### [What you have to do]
The entries below are to be repeated exactly as they stand.
══ Raw data ══
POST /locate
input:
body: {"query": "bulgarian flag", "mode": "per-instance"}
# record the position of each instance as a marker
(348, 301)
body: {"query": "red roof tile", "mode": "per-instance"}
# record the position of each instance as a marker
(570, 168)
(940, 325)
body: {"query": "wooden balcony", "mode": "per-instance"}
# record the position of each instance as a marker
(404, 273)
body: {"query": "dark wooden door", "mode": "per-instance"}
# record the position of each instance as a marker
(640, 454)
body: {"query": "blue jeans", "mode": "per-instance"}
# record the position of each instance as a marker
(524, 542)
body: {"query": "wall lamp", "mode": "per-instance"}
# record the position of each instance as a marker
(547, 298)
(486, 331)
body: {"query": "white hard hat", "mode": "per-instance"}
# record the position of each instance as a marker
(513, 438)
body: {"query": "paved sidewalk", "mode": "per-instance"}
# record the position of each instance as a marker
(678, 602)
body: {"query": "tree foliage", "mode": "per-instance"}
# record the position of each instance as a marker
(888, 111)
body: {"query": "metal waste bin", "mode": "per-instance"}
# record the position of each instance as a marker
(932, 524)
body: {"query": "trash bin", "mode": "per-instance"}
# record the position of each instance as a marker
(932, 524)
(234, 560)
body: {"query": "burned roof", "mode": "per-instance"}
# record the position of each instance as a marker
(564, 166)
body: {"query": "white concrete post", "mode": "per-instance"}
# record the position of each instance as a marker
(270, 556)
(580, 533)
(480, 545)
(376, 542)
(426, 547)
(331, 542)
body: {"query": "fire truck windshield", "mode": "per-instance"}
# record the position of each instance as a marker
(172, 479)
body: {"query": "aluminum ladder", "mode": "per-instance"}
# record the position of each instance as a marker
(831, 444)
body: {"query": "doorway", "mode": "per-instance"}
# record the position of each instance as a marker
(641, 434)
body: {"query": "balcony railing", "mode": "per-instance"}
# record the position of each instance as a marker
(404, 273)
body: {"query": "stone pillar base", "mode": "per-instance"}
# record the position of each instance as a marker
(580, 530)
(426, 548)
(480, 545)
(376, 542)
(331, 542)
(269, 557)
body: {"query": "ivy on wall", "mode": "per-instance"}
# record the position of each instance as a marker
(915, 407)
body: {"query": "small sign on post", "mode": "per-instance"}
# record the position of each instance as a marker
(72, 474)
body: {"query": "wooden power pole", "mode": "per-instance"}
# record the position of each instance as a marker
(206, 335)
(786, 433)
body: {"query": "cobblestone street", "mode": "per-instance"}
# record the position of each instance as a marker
═══
### [Response]
POST /locate
input:
body: {"query": "bulgarian flag", "mode": "per-instance"}
# record the position of each instance as a marker
(348, 301)
body: {"query": "red roof tile", "mode": "per-instance"}
# record the position of each instance as a marker
(570, 168)
(940, 325)
body: {"query": "wooden balcony", "mode": "per-instance"}
# record the position of each instance as a marker
(404, 273)
body: {"query": "dark wooden door", "mode": "per-instance"}
# record the position of each instance as a marker
(640, 454)
body: {"query": "blue jeans", "mode": "per-instance"}
# record the position of each instance as a marker
(524, 542)
body: {"query": "wall lamp", "mode": "per-instance"}
# record the position of each instance as a marker
(547, 298)
(486, 331)
body: {"query": "white hard hat", "mode": "per-instance"}
# record the position of each instance as a marker
(513, 438)
body: {"query": "paved sidewalk", "mode": "per-instance"}
# record the position of each instance as a marker
(678, 602)
body: {"query": "tree foliage", "mode": "per-instance"}
# record the position of each instance as a marker
(888, 111)
body: {"query": "metal waste bin", "mode": "per-instance"}
# record the position of each instance as a marker
(932, 524)
body: {"query": "trash bin", "mode": "per-instance"}
# record the position of each instance as a marker
(932, 524)
(234, 560)
body: {"query": "burned roof", "mode": "per-instance"}
# record the position of each instance as a marker
(564, 166)
body: {"query": "white concrete post", "mode": "per-instance"}
# record the position of each instance as a marker
(270, 556)
(580, 533)
(480, 545)
(376, 542)
(426, 547)
(331, 542)
body: {"query": "fire truck windshield", "mode": "per-instance"}
# record the position of each instance as a marker
(172, 479)
body: {"query": "aluminum ladder", "mode": "per-instance"}
# record the position of each instance as a marker
(831, 444)
body: {"query": "doorway", "mode": "per-instance"}
# record the position of each instance as a marker
(641, 434)
body: {"query": "balcony railing", "mode": "per-instance"}
# record the position of each instance as a marker
(404, 273)
body: {"query": "stone pillar base", "mode": "per-instance"}
# record the position of each instance as a marker
(580, 530)
(426, 548)
(480, 545)
(376, 542)
(331, 542)
(269, 557)
body: {"query": "ivy on wall", "mode": "per-instance"}
# record the position of each instance as a marker
(915, 407)
body: {"query": "small sign on post", "mode": "per-instance"}
# record the position of each instance as a marker
(72, 474)
body: {"query": "wooden power pole", "mode": "per-instance"}
# record the position of each instance as a marker
(206, 335)
(786, 433)
body: {"query": "cobblestone street", "mode": "per-instance"}
# record the position of each instance as a marker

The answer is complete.